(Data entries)
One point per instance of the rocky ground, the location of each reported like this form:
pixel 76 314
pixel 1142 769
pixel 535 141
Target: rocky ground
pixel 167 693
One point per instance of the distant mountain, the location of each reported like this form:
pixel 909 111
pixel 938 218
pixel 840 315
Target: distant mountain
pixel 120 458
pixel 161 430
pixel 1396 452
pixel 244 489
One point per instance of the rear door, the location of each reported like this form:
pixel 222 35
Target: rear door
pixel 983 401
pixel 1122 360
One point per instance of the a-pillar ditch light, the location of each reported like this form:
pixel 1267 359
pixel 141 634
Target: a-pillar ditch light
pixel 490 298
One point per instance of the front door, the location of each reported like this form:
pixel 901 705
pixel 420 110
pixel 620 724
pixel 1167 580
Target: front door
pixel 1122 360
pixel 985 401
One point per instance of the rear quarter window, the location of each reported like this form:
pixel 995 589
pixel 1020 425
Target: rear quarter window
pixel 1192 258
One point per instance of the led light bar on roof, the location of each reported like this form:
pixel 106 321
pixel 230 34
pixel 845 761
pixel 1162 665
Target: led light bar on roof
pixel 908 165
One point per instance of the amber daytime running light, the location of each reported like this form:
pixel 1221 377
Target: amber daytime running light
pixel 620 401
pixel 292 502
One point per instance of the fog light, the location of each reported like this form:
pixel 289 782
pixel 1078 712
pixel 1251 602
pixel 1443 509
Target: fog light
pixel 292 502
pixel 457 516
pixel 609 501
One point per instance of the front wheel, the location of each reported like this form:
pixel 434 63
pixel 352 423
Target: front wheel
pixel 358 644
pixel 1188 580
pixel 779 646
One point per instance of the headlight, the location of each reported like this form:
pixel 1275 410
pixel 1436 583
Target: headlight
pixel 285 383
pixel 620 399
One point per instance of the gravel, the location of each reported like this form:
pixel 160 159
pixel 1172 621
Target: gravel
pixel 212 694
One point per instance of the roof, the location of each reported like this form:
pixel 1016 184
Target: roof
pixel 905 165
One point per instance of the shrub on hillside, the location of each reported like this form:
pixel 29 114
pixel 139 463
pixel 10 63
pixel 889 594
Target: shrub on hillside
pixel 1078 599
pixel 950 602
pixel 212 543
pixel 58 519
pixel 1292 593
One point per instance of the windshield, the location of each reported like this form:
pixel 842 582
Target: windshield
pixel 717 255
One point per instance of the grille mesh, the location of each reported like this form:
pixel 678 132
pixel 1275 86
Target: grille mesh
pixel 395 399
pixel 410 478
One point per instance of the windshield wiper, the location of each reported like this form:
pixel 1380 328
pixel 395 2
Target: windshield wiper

* **TASK**
Format every line of the material above as a numbered list, leaving out any blank lines.

* **TASK RESULT**
1. One point per instance of the rocky ground, the location of each reported like this form:
2. pixel 76 314
3. pixel 1142 769
4. pixel 535 141
5. Target: rocky ground
6. pixel 167 693
7. One point per instance of the distant mountain, the location of each reported like this form:
8. pixel 909 111
9. pixel 938 218
10. pixel 840 315
11. Target: distant mountain
12. pixel 120 458
13. pixel 161 430
14. pixel 1396 452
15. pixel 244 489
16. One point per instance of the rear door, the location of each reported like this form:
17. pixel 222 35
18. Target: rear door
19. pixel 983 401
20. pixel 1122 360
21. One point per instance of the a-pillar ditch light, the location of each reported like this form:
22. pixel 1267 359
23. pixel 141 634
24. Target: a-pillar ditch light
25. pixel 490 298
26. One point per instance of the front door, the location of each reported like this form:
27. pixel 901 705
28. pixel 420 110
29. pixel 620 724
30. pixel 1167 580
31. Target: front door
32. pixel 1122 360
33. pixel 985 401
34. One point per instance of the rear quarter window, the location of each reported like this form:
35. pixel 995 589
36. pixel 1020 425
37. Target: rear quarter window
38. pixel 1192 258
39. One point per instance of the led light bar on roof, the location of each reported like this form:
40. pixel 106 321
41. pixel 230 34
42. pixel 845 761
43. pixel 1162 665
44. Target: led light bar on roof
45. pixel 908 165
46. One point per instance of the amber daytime running light, the location of each reported like this form:
47. pixel 1221 377
48. Target: amber daytime running light
49. pixel 620 401
50. pixel 292 502
51. One point per instance of the fog light, the location of each reported like this form:
52. pixel 289 782
53. pixel 1078 712
54. pixel 1251 602
55. pixel 1443 509
56. Target: fog light
57. pixel 292 502
58. pixel 457 516
59. pixel 609 501
60. One point per instance of the front wheel, the location of each reported like this form:
61. pixel 434 63
62. pixel 352 423
63. Target: front wheel
64. pixel 358 644
65. pixel 1188 580
66. pixel 779 646
67. One point per instance of the headlight, the location of each reported like this form:
68. pixel 1275 410
69. pixel 1436 583
70. Target: headlight
71. pixel 285 383
72. pixel 620 399
73. One point per instance of the gravel, the location of each reported like this form:
74. pixel 160 159
75. pixel 1172 621
76. Target: gravel
77. pixel 212 694
78. One point per instance of the roof, the location of each reported like this form:
79. pixel 1016 184
80. Target: roof
81. pixel 905 165
82. One point per instance of the shrub on hillside, the location of each reported like this form:
83. pixel 29 114
84. pixel 139 463
85. pixel 10 63
86. pixel 889 594
87. Target: shrub on hillside
88. pixel 1078 599
89. pixel 950 602
90. pixel 212 543
91. pixel 58 519
92. pixel 1292 593
93. One point per instance of the windshield, the location of each reported like this form:
94. pixel 842 582
95. Target: windshield
96. pixel 717 255
97. One point per instance of the grille mesh, the location of each reported like this form:
98. pixel 678 132
99. pixel 1275 86
100. Target: grille mesh
101. pixel 395 399
102. pixel 410 478
103. One point per instance of the windshield wiper, the location of each reported like this form:
104. pixel 1380 328
105. pixel 395 2
106. Target: windshield wiper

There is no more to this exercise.